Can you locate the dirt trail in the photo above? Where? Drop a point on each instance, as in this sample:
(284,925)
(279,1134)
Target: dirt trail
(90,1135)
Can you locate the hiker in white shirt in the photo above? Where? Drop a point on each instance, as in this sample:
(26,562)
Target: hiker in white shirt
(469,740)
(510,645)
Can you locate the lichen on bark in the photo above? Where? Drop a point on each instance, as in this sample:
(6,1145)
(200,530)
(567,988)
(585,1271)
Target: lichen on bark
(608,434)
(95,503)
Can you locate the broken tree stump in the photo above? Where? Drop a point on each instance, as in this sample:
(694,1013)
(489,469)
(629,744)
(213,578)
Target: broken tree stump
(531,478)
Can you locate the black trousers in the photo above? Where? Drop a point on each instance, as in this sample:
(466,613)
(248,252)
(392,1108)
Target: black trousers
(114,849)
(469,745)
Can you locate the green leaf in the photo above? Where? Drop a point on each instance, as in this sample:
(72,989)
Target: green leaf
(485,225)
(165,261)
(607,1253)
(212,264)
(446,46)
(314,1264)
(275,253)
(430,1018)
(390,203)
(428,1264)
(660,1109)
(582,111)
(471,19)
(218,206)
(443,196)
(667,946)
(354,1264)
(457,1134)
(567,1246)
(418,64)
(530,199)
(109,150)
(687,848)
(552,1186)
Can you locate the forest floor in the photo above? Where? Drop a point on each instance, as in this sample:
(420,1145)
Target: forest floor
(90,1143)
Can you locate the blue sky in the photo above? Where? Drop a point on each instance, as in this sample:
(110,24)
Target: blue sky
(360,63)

---

### Problem to work on
Repeat all of the data above word for word, line by line, changing nothing.

### Task result
Can you locate the dirt trail in the photo above? Where? Drop a point on each instance, as in this sample:
(284,925)
(279,1134)
Target: dirt trail
(90,1135)
Can you locate the hiker in white shirt in the photo above? Where? Drop a point on each instance, as in this sample:
(26,562)
Target: hiker in white shirt
(469,740)
(510,645)
Can you locate the lichen on bark in the photo above? Where? Drop a point on each instance, as in this sample:
(6,1145)
(200,530)
(567,988)
(585,1271)
Target: lichen on bark
(608,434)
(95,503)
Can you locate the broken tree stump in the photo above? Where? Drop a point on each instance, as in this sample:
(694,1013)
(489,469)
(629,744)
(213,578)
Target: broken tree stump
(531,478)
Can you locate the black trousers in the photo above? Where? Drop a point on each instance, as in this sample:
(466,613)
(248,252)
(392,1108)
Target: black trousers
(114,849)
(469,745)
Can you locate the green leaf in the photo above? Where? Drop a point on each instance, as in this sample:
(72,989)
Target: green leaf
(485,225)
(165,261)
(607,1253)
(212,264)
(446,46)
(314,1264)
(275,253)
(430,1018)
(390,203)
(428,1264)
(660,1109)
(582,111)
(471,19)
(218,206)
(443,196)
(667,946)
(354,1264)
(457,1134)
(567,1246)
(418,64)
(530,199)
(109,150)
(687,848)
(552,1186)
Can you locate the forest floor in the photo above? Where? Drop a point on each instance, as in this sample:
(420,1145)
Target: forest floor
(90,1143)
Can you locate the blue sky in the photo above? Where? Drop a point on each instance, as in this sample:
(110,24)
Target: blue sky
(360,63)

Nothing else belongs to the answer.